▸ RECORDS SHOWN
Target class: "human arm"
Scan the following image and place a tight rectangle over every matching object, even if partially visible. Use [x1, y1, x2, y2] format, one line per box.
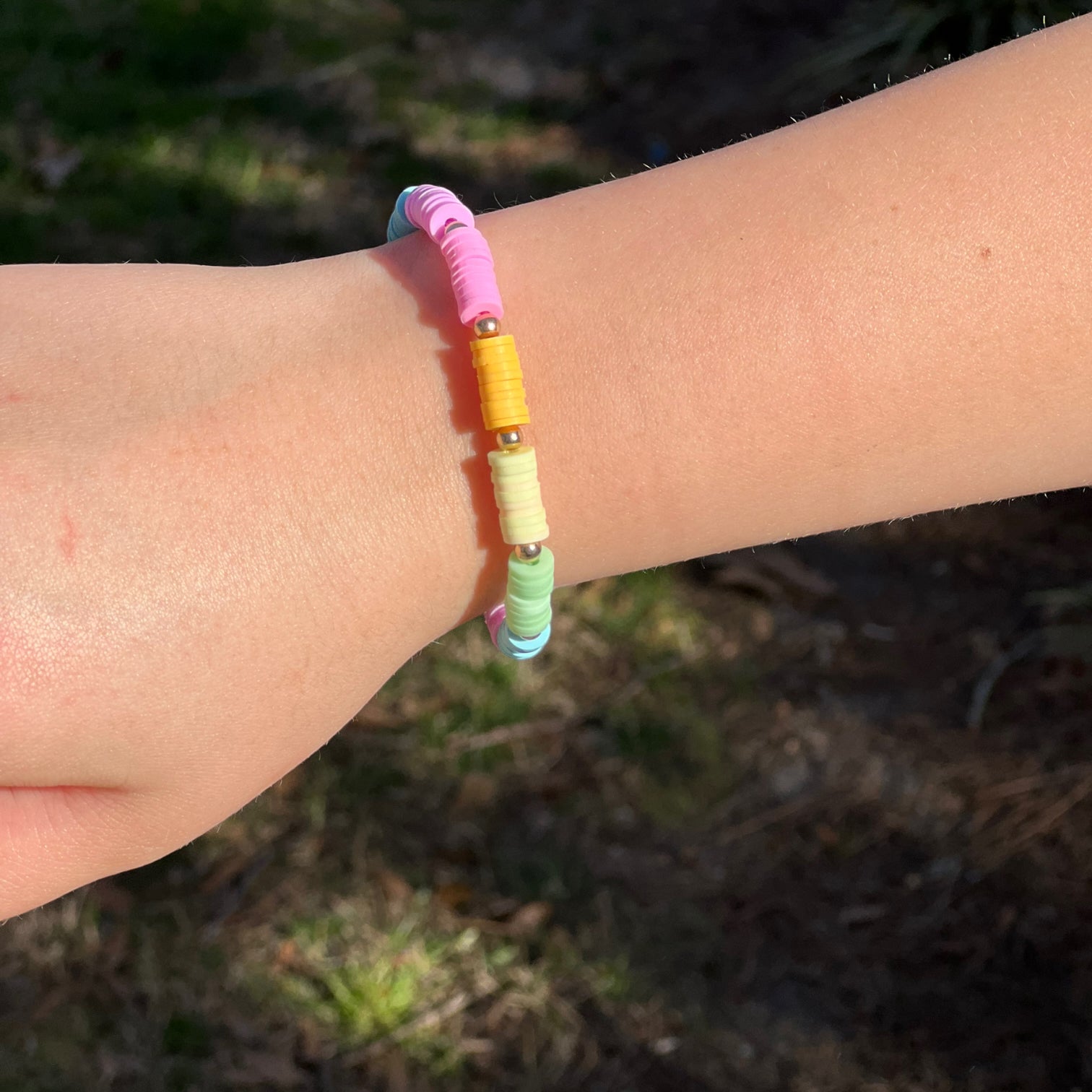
[0, 17, 1092, 917]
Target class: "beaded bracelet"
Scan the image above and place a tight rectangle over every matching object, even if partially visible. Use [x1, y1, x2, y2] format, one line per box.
[386, 186, 554, 659]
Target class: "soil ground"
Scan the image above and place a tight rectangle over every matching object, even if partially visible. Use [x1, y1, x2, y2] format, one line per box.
[0, 0, 1092, 1092]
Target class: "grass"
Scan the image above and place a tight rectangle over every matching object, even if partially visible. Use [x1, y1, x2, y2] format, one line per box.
[0, 0, 1088, 1092]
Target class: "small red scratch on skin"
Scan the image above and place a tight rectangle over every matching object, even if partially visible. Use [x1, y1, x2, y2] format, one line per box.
[57, 512, 77, 561]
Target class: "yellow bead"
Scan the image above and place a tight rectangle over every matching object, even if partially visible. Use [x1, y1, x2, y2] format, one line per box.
[471, 334, 531, 433]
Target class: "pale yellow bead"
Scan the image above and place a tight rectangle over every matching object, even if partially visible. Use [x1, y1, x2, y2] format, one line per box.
[488, 446, 550, 546]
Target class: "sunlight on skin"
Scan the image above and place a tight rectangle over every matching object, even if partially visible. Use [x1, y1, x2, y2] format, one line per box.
[0, 17, 1092, 917]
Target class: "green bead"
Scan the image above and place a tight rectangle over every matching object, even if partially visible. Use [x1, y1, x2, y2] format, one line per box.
[505, 546, 554, 636]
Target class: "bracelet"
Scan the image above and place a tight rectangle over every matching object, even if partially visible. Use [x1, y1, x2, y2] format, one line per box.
[386, 186, 554, 659]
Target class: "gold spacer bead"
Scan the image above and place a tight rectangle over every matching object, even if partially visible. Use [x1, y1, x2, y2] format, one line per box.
[516, 542, 542, 561]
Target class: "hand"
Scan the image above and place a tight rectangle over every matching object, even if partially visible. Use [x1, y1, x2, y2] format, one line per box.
[0, 256, 472, 919]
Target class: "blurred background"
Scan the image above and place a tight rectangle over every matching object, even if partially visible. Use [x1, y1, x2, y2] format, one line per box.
[0, 0, 1092, 1092]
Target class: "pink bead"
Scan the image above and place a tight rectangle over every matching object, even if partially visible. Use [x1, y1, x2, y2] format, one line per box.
[485, 603, 506, 644]
[440, 227, 505, 326]
[405, 186, 474, 243]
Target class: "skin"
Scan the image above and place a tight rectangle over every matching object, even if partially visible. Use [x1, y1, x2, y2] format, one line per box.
[0, 17, 1092, 917]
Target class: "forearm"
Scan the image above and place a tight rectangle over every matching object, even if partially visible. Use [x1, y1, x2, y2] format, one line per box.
[0, 17, 1092, 917]
[332, 10, 1092, 633]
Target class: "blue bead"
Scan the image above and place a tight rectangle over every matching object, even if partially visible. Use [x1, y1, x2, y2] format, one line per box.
[497, 623, 550, 659]
[386, 186, 417, 243]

▸ GOAL
Pull out every line of the data above that contains the word "yellow", treating uppercase and lowercase as different.

▸ SOLUTION
Target class: "yellow bead"
Target class: "pale yellow bead"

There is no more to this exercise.